═══ DATASET EXTRACT ═══

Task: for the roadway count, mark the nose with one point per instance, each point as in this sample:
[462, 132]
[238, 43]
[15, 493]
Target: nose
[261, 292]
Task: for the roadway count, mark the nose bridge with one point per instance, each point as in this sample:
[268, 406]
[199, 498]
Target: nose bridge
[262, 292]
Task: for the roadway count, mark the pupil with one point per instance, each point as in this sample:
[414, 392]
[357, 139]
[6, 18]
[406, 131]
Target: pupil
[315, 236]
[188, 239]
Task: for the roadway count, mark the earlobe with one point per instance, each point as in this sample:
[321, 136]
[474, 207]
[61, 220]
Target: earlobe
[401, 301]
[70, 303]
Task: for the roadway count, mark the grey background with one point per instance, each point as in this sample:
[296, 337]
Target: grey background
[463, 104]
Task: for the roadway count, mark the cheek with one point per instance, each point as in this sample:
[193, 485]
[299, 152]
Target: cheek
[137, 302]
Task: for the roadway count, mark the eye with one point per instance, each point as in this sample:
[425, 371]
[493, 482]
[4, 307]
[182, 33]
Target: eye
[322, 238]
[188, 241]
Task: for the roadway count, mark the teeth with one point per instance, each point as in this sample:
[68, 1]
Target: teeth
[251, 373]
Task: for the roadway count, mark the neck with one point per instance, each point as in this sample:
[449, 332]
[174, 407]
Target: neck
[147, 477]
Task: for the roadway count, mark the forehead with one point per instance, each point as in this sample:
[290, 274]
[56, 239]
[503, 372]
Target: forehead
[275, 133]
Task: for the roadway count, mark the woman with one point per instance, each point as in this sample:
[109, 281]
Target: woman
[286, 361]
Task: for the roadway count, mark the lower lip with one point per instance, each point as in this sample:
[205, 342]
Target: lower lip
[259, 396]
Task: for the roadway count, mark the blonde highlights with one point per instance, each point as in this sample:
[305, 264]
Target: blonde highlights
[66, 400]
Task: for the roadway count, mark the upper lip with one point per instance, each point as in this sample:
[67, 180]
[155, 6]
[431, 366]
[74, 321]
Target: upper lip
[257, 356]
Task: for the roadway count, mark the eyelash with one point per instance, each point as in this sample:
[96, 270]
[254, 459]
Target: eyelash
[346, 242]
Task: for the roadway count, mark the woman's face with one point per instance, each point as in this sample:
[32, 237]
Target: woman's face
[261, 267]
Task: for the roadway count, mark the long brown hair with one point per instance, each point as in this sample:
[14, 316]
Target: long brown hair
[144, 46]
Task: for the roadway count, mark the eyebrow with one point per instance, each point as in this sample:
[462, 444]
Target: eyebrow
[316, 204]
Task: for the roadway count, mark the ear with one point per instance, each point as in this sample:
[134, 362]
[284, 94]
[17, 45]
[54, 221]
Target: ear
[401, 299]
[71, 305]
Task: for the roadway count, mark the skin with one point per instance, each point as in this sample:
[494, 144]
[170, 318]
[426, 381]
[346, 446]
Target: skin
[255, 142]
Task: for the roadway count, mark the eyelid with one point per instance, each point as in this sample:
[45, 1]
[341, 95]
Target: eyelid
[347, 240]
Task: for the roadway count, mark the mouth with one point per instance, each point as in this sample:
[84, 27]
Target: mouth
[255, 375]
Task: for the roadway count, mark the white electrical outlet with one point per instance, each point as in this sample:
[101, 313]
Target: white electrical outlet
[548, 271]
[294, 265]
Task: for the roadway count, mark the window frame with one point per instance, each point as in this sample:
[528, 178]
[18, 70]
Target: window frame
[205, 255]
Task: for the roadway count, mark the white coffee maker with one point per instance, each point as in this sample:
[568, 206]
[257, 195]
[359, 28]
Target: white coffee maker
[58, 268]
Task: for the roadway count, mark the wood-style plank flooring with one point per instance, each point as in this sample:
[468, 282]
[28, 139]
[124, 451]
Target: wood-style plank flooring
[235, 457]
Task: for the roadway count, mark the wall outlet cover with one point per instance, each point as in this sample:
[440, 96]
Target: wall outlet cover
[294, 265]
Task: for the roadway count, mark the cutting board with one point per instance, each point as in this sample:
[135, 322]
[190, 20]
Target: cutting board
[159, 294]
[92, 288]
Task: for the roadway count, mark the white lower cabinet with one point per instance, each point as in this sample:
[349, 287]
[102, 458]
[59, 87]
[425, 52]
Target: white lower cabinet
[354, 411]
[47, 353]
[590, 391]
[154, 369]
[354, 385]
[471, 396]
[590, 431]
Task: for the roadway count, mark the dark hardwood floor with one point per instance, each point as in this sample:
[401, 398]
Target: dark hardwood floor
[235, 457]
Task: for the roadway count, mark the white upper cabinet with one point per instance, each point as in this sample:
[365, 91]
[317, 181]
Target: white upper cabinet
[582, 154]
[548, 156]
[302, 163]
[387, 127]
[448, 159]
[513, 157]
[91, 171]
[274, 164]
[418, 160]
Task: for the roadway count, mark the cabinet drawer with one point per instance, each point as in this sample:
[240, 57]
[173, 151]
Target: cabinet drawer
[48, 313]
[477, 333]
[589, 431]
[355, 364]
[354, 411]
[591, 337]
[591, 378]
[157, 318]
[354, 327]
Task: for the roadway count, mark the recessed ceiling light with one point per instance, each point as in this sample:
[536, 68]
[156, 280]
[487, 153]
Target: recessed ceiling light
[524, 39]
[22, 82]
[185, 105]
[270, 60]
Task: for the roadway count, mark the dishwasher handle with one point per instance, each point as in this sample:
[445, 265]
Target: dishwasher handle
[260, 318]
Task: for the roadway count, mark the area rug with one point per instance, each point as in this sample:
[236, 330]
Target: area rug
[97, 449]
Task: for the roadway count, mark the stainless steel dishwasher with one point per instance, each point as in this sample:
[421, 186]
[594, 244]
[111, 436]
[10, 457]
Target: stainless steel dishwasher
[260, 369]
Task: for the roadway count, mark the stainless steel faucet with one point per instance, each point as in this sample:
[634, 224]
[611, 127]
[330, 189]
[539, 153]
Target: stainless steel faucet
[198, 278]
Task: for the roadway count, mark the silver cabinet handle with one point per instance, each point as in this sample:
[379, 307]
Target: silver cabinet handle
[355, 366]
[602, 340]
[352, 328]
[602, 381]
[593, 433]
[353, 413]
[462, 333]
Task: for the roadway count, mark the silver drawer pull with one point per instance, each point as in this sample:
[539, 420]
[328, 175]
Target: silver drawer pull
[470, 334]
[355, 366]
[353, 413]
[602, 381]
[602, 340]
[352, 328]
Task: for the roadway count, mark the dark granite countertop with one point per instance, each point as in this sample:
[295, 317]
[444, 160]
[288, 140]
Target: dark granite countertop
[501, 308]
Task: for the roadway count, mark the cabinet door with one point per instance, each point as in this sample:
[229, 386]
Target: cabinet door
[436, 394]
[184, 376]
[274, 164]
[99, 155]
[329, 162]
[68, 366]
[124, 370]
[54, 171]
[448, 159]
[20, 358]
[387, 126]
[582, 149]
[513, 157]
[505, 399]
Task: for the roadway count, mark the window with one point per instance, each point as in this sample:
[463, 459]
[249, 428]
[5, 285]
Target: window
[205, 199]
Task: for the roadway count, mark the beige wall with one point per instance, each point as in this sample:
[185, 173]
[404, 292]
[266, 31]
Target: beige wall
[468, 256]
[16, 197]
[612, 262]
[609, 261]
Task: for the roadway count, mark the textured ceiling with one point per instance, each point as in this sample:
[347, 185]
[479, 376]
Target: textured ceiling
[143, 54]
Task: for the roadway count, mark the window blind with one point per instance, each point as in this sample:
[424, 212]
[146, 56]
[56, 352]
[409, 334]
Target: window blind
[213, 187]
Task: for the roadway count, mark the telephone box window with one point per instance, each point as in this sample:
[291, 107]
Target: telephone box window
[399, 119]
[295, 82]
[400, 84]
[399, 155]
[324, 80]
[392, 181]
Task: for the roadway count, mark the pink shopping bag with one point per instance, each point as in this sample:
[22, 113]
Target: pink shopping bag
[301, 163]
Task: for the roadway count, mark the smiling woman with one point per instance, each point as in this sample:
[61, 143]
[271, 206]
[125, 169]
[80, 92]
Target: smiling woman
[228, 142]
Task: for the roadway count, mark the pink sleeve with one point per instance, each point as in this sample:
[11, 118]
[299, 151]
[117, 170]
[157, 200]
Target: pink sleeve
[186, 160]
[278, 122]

═══

* **GOAL OF THE EXERCISE**
Could you lay out the records as a numbered list, from the line with "Task: for the roadway count, mark the textured" up to and including the last line of the records, leaving out any blank lines?

* **SOLUTION BELOW**
1. Task: for the roadway count, mark the textured ceiling with one point per instance, each point as in this sample:
2. [347, 185]
3. [479, 376]
4. Target: textured ceiling
5. [143, 54]
6. Task: for the roadway count, mark the window blind with one point per instance, each point as in this sample:
7. [424, 212]
8. [146, 56]
9. [56, 352]
10. [409, 334]
11. Target: window blind
12. [213, 187]
13. Task: for the roadway count, mark the telephone box window with one point per instance, each point as in this sample:
14. [291, 107]
15. Target: telephone box window
16. [399, 119]
17. [295, 82]
18. [400, 84]
19. [399, 155]
20. [324, 80]
21. [392, 181]
22. Task: for the roadway count, mark the pink shopping bag with one point per instance, each point as in this sample:
23. [22, 113]
24. Target: pink shopping bag
25. [301, 163]
26. Task: for the roadway count, mark the smiling woman with one point per instance, each point as in this sample:
27. [61, 143]
28. [271, 206]
29. [125, 169]
30. [80, 92]
31. Target: smiling woman
32. [228, 142]
33. Task: for the roadway count, mark the pink sleeve with one point per instance, each point as in this sample:
34. [11, 118]
35. [299, 151]
36. [117, 170]
37. [157, 200]
38. Target: pink sleeve
39. [186, 160]
40. [278, 122]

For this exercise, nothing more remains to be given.